(Labeled-object pointing entries)
#####

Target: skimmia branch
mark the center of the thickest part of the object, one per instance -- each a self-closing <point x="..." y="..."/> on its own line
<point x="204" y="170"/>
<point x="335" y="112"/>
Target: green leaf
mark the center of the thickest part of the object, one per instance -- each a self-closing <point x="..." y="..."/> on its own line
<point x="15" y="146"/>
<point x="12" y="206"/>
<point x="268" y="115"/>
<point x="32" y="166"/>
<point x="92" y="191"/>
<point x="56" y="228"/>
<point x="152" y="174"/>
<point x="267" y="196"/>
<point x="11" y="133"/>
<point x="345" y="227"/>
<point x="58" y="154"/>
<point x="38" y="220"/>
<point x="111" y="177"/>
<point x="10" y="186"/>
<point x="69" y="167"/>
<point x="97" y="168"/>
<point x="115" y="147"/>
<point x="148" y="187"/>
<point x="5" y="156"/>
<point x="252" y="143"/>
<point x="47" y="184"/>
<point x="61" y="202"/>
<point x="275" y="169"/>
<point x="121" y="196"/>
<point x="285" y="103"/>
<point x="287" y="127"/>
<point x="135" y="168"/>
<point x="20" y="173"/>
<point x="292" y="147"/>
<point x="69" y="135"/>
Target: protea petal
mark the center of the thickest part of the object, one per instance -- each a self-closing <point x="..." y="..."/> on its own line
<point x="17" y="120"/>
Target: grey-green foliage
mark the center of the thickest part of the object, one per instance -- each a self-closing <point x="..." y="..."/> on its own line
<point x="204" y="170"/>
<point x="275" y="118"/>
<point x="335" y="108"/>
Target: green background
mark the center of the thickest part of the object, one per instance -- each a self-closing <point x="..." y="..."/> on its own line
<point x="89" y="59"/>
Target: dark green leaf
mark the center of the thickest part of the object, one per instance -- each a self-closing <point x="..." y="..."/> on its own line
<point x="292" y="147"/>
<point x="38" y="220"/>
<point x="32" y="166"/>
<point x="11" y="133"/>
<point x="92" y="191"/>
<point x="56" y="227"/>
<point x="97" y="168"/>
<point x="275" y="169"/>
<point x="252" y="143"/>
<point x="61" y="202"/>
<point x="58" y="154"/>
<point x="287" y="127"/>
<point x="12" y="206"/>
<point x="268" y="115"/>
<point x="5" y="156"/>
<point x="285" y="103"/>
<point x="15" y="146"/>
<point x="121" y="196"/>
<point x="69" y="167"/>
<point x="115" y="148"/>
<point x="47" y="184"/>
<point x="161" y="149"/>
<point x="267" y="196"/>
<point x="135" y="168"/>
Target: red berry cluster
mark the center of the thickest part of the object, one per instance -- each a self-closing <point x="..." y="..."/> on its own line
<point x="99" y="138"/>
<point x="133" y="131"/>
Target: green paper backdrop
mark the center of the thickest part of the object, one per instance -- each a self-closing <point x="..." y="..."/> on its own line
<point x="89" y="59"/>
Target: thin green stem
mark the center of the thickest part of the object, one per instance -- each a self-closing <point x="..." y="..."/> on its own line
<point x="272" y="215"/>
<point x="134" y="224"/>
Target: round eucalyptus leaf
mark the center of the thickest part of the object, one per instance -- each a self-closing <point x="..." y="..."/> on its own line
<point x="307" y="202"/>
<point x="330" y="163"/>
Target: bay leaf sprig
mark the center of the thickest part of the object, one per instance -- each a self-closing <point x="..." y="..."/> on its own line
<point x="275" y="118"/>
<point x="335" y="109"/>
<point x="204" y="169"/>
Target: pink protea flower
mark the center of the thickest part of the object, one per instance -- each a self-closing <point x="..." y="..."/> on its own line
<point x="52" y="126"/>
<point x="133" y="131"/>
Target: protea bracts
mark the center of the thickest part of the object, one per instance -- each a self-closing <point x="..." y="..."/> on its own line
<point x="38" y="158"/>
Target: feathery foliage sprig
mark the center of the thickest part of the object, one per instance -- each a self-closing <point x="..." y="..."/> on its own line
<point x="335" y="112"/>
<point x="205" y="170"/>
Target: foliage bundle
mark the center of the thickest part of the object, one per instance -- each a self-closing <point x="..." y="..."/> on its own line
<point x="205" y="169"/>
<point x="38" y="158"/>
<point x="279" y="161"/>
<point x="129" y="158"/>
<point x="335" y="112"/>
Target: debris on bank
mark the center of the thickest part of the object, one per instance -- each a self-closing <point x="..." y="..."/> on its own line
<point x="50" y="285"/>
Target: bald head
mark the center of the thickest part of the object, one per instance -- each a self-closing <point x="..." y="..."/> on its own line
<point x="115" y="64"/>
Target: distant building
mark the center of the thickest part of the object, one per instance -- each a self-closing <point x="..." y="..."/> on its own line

#####

Reproduce all of the entries above, swapping every occurrence of "thickest part" for "widest part" and leaving everything else unchanged.

Target: skimmia branch
mark the center of the widest part of the object, one per instance -- each a self-closing <point x="..." y="..."/> on its own line
<point x="204" y="170"/>
<point x="335" y="112"/>
Target: green leaf
mark the center of the widest part of the object, one per instance -- each a self-closing <point x="..." y="..."/> on its own line
<point x="15" y="146"/>
<point x="12" y="206"/>
<point x="268" y="115"/>
<point x="32" y="166"/>
<point x="92" y="191"/>
<point x="56" y="228"/>
<point x="152" y="174"/>
<point x="267" y="196"/>
<point x="11" y="133"/>
<point x="345" y="227"/>
<point x="58" y="154"/>
<point x="38" y="220"/>
<point x="111" y="177"/>
<point x="10" y="186"/>
<point x="69" y="167"/>
<point x="97" y="168"/>
<point x="115" y="147"/>
<point x="148" y="187"/>
<point x="5" y="156"/>
<point x="252" y="143"/>
<point x="47" y="184"/>
<point x="61" y="202"/>
<point x="275" y="169"/>
<point x="121" y="196"/>
<point x="285" y="103"/>
<point x="287" y="127"/>
<point x="135" y="168"/>
<point x="20" y="173"/>
<point x="292" y="147"/>
<point x="69" y="135"/>
Target: protea petal
mark the center of the widest part of the object, one per instance -- each a self-closing <point x="..." y="..."/> on its own line
<point x="17" y="120"/>
Target: grey-green foliage
mark the center of the widest part of the object, one per instance -- each a self-closing <point x="..." y="..."/> on its own line
<point x="204" y="170"/>
<point x="275" y="118"/>
<point x="335" y="108"/>
Target: green background
mark the center of the widest part of the object, one per instance -- each a self-closing <point x="..." y="..."/> on its own line
<point x="89" y="59"/>
Target: dark green leaf
mark the center of the widest part of the object, one per instance -- each a self-closing <point x="..." y="..."/> on its own line
<point x="292" y="147"/>
<point x="38" y="220"/>
<point x="32" y="166"/>
<point x="11" y="133"/>
<point x="92" y="191"/>
<point x="56" y="227"/>
<point x="97" y="168"/>
<point x="275" y="169"/>
<point x="252" y="143"/>
<point x="61" y="202"/>
<point x="58" y="154"/>
<point x="287" y="127"/>
<point x="12" y="206"/>
<point x="268" y="115"/>
<point x="5" y="156"/>
<point x="285" y="103"/>
<point x="15" y="146"/>
<point x="121" y="196"/>
<point x="69" y="167"/>
<point x="115" y="148"/>
<point x="47" y="184"/>
<point x="161" y="149"/>
<point x="267" y="196"/>
<point x="135" y="168"/>
Target: red berry cluster
mark the center of the widest part of the object, one per instance -- each a self-closing <point x="..." y="..."/> on its own line
<point x="99" y="138"/>
<point x="133" y="131"/>
Target: green paper backdrop
mark the center of the widest part of the object, one per instance -- each a self-closing <point x="..." y="..."/> on its own line
<point x="89" y="59"/>
Target: thin green stem
mark the center of the widest part of the object, one per instance -- each a self-closing <point x="..." y="..."/> on its own line
<point x="272" y="215"/>
<point x="134" y="224"/>
Target: round eucalyptus leaf
mark the center of the widest part of the object, one per instance -- each a self-closing <point x="..." y="..."/> on its own line
<point x="307" y="202"/>
<point x="330" y="163"/>
Target: bay leaf sprig
mark the center of the widest part of the object, one per instance -- each a self-closing <point x="..." y="..."/> on its own line
<point x="275" y="118"/>
<point x="335" y="109"/>
<point x="204" y="169"/>
Target: pink protea flower
mark the center of the widest part of the object, one per instance -- each a self-closing <point x="..." y="..."/> on its own line
<point x="52" y="126"/>
<point x="133" y="131"/>
Target: protea bracts
mark the center of the widest part of the object, one per instance -- each a self-closing <point x="..." y="..."/> on its own line
<point x="38" y="158"/>
Target: feathery foliage sprig
mark the center of the widest part of the object, one per instance -- each a self-closing <point x="..." y="..."/> on its own line
<point x="335" y="112"/>
<point x="205" y="170"/>
Target: foliage bundle
mark the center of the widest part of the object, one per instance -- each a self-closing <point x="..." y="..."/> on its own line
<point x="205" y="169"/>
<point x="38" y="158"/>
<point x="279" y="161"/>
<point x="129" y="158"/>
<point x="335" y="112"/>
Target: debris on bank
mark the center of the widest part of the object, one per instance -- each a self-closing <point x="..." y="..."/> on its own line
<point x="50" y="285"/>
Target: bald head
mark the center of the widest part of the object, one per instance -- each a self-closing <point x="..." y="..."/> on its own line
<point x="115" y="64"/>
Target: distant building
mark the center of the widest part of the object, one per instance -- each a self-closing <point x="..." y="..."/> on its own line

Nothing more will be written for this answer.